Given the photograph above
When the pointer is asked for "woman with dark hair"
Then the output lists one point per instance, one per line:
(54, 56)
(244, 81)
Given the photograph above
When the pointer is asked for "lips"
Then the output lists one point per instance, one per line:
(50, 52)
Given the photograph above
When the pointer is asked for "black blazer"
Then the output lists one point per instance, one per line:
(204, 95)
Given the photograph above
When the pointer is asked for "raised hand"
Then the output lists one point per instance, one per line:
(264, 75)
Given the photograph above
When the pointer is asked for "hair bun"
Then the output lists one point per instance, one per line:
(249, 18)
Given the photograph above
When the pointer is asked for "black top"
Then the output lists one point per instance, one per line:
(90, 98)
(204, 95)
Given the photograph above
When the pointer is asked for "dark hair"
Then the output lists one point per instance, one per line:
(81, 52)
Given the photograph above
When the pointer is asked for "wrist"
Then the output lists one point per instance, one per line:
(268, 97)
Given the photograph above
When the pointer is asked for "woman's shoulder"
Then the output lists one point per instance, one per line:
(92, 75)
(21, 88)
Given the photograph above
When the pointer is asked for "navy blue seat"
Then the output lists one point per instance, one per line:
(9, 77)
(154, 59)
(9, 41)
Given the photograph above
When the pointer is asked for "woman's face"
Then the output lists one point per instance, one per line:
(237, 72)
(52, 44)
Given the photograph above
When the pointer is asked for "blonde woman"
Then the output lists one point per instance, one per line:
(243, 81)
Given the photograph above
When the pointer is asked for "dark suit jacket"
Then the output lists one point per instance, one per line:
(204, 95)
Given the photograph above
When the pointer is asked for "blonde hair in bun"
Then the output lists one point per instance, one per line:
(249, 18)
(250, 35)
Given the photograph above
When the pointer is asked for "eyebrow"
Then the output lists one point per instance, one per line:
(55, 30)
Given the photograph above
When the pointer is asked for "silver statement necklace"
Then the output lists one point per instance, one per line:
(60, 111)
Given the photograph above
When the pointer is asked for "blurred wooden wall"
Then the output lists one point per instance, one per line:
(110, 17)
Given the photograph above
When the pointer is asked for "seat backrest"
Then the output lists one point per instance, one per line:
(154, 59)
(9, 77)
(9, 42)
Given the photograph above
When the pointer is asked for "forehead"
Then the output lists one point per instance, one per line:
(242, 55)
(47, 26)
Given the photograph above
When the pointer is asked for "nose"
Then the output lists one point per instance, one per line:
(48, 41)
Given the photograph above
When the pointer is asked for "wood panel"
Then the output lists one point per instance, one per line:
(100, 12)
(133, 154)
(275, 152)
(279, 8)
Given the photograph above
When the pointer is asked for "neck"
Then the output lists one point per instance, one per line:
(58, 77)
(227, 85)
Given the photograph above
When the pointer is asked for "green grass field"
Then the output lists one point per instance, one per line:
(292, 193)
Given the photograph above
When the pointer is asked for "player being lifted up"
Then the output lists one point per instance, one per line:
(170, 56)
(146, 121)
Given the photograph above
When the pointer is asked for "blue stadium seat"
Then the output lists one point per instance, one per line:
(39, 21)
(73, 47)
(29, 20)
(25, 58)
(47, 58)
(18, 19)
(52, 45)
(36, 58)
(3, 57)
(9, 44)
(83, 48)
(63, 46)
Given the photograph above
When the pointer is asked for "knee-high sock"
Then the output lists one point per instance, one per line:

* * * *

### INSTRUCTIONS TO FOLLOW
In the records above, which lines hold the string "hair"? Copy each one.

### TASK RESPONSE
When the pointer is asked for "woman with dark hair"
When the pointer is asked for "hair bun"
When the pointer is asked for "dark hair"
When the pointer is asked for "blonde hair in bun"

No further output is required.